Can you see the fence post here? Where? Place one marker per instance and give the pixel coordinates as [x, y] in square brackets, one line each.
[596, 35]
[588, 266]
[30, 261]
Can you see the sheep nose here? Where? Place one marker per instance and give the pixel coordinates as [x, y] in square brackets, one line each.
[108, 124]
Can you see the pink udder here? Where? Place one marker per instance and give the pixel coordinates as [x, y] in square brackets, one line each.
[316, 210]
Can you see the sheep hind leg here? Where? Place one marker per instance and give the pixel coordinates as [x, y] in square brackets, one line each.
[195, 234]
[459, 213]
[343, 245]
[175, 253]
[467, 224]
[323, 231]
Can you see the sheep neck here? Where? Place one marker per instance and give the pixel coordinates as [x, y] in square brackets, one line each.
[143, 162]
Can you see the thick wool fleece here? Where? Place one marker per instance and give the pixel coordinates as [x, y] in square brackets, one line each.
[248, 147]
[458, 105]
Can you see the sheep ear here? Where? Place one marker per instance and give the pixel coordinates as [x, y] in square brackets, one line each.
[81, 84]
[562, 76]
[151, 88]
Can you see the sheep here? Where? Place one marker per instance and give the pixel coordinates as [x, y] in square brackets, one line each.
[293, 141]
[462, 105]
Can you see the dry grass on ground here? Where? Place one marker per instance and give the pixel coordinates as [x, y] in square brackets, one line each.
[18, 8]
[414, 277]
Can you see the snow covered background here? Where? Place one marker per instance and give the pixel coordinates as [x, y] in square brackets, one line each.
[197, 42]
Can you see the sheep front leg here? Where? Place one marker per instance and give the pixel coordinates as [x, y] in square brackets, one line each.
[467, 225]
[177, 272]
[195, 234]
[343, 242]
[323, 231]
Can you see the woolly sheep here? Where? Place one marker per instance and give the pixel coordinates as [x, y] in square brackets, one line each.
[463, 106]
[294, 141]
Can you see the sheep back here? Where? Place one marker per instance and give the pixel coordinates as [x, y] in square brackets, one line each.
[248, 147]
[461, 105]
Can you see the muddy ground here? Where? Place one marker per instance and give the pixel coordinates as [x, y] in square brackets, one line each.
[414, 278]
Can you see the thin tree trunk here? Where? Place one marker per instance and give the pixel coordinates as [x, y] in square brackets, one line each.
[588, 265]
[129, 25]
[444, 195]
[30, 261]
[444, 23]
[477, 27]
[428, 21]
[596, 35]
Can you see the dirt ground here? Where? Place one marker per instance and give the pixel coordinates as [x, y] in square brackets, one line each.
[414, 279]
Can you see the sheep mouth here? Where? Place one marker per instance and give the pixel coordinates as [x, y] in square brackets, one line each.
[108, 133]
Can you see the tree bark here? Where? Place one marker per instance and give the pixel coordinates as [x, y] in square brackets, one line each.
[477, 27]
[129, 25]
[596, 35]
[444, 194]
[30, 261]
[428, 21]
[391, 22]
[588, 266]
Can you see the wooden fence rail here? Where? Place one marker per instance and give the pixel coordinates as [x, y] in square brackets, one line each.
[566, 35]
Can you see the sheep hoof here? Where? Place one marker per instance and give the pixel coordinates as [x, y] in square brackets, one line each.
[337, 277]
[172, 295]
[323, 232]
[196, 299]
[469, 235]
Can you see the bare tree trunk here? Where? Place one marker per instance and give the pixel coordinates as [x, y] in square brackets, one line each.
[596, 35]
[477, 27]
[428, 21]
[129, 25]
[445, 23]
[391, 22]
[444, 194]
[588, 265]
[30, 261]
-----
*Task brief*:
Every record above must be set down again, word for word.

*Task result*:
Can you see the fence post here? Where? Place one marker per instance and give the pixel coordinates as [x, y] in square brackets, one line each.
[596, 35]
[588, 266]
[30, 261]
Can you see the sheep nose here? Where? Place one marker per instance and give the pixel coordinates as [x, y] in square brackets, one line each.
[108, 124]
Can you see the pink udder here? Where? Place one marker per instance and give the pixel coordinates as [x, y] in square brackets, one line each.
[316, 210]
Can you see the sheep hind leg here? Where? Place one marker per instance and give the pixel coordinates as [x, y] in square brackets, one line each.
[195, 234]
[459, 213]
[343, 245]
[175, 253]
[467, 224]
[323, 231]
Can you see the sheep neck here? Where? Place one marker per instance and give the pixel coordinates as [x, y] in square brackets, one line each.
[143, 162]
Can you see the thick wool fleece here? Where? Place one marker per instance and give the pixel coordinates as [x, y] in square brackets, one line each.
[248, 147]
[458, 105]
Can you see the sheep ear here? Where? Place one marker per instance and give the pixel coordinates as [x, y] in square brackets, one line each.
[81, 84]
[562, 76]
[151, 88]
Can you see the sheep here? Where? Place one marker per instance and give the pixel coordinates as [x, y] in square brackets, one line each.
[293, 141]
[462, 105]
Can you see the dry grass on ground here? Where? Place one marker per instance and give the pixel coordinates as [x, y] in square brackets, one line each.
[18, 8]
[414, 277]
Can you see the snow covered background here? Where? Place one marker per instance and give the pixel coordinates as [x, y] in square brackets, one line each.
[197, 42]
Can you see the sheep front leg here? Where? Place one marker per instance and give the pixel coordinates as [x, y] in square brackets, one line each.
[467, 225]
[177, 272]
[195, 234]
[343, 242]
[323, 231]
Can you see the woolly sheep here? Where? Place one marker per instance and give the pixel coordinates as [x, y] in square brackets, one line each.
[463, 106]
[294, 141]
Can you see the sheep back here? Where? Place one marker per instance and give the pixel coordinates as [x, y] in square brackets, one line each.
[248, 147]
[461, 105]
Can you see the muddy ground here? Where? Place one marker per instance and give the pixel coordinates as [x, y] in square brackets, one line each.
[414, 278]
Can you see the thin tree trunk here? Where? Place one marker per instance and give the pixel coordinates as [x, y] in square brackets, one line each.
[588, 265]
[129, 25]
[444, 195]
[30, 261]
[444, 23]
[477, 27]
[428, 21]
[596, 35]
Can you see the dirt ground here? Where? Place one marker per instance and give the pixel coordinates as [x, y] in square brackets, one line each.
[414, 279]
Can you see the sheep mouth here? Where? Place one marker per instance and give the pixel coordinates as [x, y] in square brackets, one line each.
[108, 133]
Can you see the tree bark here? Where? Place one marker per instance and give the pixel coordinates as [x, y] in square brackets, one line each.
[477, 27]
[129, 25]
[596, 35]
[444, 194]
[30, 261]
[428, 21]
[391, 22]
[588, 266]
Can you see the wooden fence rail here? Where? Place one marker per instance and give the pixel coordinates as [x, y] in square brackets, one line each.
[566, 35]
Can you see the sheep hoof here? Where? Place one marker per instance and give the pixel coordinates as [x, y] in square brackets, one line each.
[337, 277]
[172, 295]
[323, 232]
[196, 299]
[469, 235]
Can you see the bare tree trunk here? Where? Place one marker per instance and give the pixel coordinates as [x, y] in square brackets, one line each.
[596, 35]
[477, 27]
[428, 21]
[129, 25]
[445, 23]
[391, 22]
[444, 194]
[588, 265]
[30, 261]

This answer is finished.